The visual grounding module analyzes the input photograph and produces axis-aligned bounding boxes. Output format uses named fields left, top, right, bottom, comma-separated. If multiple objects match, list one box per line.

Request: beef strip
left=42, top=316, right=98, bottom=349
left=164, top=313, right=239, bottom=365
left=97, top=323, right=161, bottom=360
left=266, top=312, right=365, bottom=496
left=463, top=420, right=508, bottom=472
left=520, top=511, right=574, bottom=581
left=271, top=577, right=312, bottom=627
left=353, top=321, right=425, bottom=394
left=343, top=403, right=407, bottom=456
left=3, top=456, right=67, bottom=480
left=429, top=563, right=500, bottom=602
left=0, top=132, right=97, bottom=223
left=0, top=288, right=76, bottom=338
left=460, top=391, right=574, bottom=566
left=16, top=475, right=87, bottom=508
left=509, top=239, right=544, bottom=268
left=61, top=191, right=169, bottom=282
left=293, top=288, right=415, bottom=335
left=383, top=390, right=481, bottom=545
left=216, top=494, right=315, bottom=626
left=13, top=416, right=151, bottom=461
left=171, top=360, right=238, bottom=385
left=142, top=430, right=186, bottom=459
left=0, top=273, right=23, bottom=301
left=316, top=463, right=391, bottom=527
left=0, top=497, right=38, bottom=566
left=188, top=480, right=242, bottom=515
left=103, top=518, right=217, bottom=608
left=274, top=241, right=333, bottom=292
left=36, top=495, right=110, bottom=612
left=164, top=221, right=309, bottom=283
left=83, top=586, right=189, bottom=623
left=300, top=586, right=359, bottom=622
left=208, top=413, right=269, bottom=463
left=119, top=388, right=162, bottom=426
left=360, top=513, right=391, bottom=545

- - - -

Restate every line of the data word for word.

The visual grounding module analyzes the input photograph and produces axis-aligned bounding boxes. Output format uses named fields left, top, right, bottom, comma-separated. If multiple objects match, list one box per line.

Request: beef strip
left=42, top=316, right=98, bottom=349
left=164, top=313, right=239, bottom=365
left=97, top=323, right=161, bottom=360
left=266, top=312, right=365, bottom=496
left=463, top=420, right=508, bottom=472
left=520, top=511, right=574, bottom=581
left=271, top=577, right=312, bottom=627
left=353, top=321, right=425, bottom=394
left=343, top=403, right=407, bottom=456
left=3, top=456, right=67, bottom=480
left=429, top=563, right=500, bottom=602
left=0, top=132, right=97, bottom=223
left=0, top=288, right=76, bottom=338
left=460, top=391, right=574, bottom=566
left=16, top=475, right=87, bottom=508
left=509, top=239, right=544, bottom=268
left=61, top=191, right=169, bottom=282
left=293, top=288, right=415, bottom=335
left=383, top=390, right=481, bottom=545
left=216, top=494, right=315, bottom=626
left=13, top=416, right=151, bottom=461
left=171, top=360, right=238, bottom=385
left=142, top=430, right=186, bottom=459
left=0, top=273, right=23, bottom=301
left=316, top=463, right=391, bottom=527
left=0, top=497, right=38, bottom=566
left=188, top=480, right=242, bottom=515
left=103, top=518, right=217, bottom=608
left=274, top=241, right=333, bottom=292
left=36, top=495, right=110, bottom=612
left=164, top=221, right=309, bottom=283
left=83, top=586, right=189, bottom=623
left=300, top=586, right=359, bottom=622
left=208, top=413, right=269, bottom=463
left=119, top=388, right=162, bottom=426
left=360, top=513, right=391, bottom=545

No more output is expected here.